=== Section Start ===

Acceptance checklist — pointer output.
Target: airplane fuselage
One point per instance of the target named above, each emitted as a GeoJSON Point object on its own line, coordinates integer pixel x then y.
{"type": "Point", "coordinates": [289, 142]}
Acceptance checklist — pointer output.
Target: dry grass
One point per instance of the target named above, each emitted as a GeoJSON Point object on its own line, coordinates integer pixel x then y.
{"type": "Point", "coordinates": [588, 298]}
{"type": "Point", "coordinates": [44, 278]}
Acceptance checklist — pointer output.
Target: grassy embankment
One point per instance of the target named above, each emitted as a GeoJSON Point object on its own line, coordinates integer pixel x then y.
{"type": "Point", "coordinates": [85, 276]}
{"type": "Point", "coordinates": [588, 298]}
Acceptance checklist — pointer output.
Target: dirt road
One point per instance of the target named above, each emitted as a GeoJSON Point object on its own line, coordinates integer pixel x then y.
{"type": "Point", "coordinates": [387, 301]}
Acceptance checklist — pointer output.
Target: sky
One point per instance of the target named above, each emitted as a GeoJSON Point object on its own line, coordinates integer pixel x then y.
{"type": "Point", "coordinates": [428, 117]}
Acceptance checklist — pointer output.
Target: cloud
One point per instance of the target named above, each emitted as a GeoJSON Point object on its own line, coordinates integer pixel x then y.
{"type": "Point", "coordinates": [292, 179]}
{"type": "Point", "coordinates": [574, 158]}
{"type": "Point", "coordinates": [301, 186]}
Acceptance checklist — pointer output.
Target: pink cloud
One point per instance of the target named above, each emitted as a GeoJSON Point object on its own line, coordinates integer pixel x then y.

=== Section End ===

# [Exercise]
Every entry is to be printed exactly as given.

# [Solution below]
Acceptance checklist — pointer output.
Target: airplane fuselage
One point per instance of the target named above, each emitted as a GeoJSON Point object on its own line, coordinates integer pixel x then y.
{"type": "Point", "coordinates": [289, 142]}
Acceptance checklist — pointer output.
Target: dry grass
One point per instance of the target named above, each emitted as a GeoJSON Point object on its own line, coordinates integer pixel x then y.
{"type": "Point", "coordinates": [588, 298]}
{"type": "Point", "coordinates": [44, 278]}
Acceptance checklist — pointer output.
Target: grassy embankment
One point per instance of the target named above, each emitted as a GeoJSON Point object on its own line, coordinates integer pixel x then y.
{"type": "Point", "coordinates": [85, 276]}
{"type": "Point", "coordinates": [588, 298]}
Acceptance checklist — pointer output.
Target: dirt road
One point per instance of the target named above, each emitted as a GeoJSON Point object on its own line, coordinates integer pixel x then y.
{"type": "Point", "coordinates": [387, 301]}
Acceptance checklist — pointer output.
Target: sky
One point per instance of the target named above, each emitted as a GeoJSON Point object on its own line, coordinates integer pixel x then y.
{"type": "Point", "coordinates": [428, 117]}
Acceptance checklist — pointer output.
Target: cloud
One point per instance of the target named above, each emitted as a GeoJSON Point object on its own line, coordinates integer pixel x then y.
{"type": "Point", "coordinates": [292, 179]}
{"type": "Point", "coordinates": [574, 158]}
{"type": "Point", "coordinates": [301, 186]}
Acceptance checklist — pointer output.
Target: pink cloud
One point per instance of the target named above, each emitted as a GeoJSON Point object on its own line, coordinates integer pixel x then y.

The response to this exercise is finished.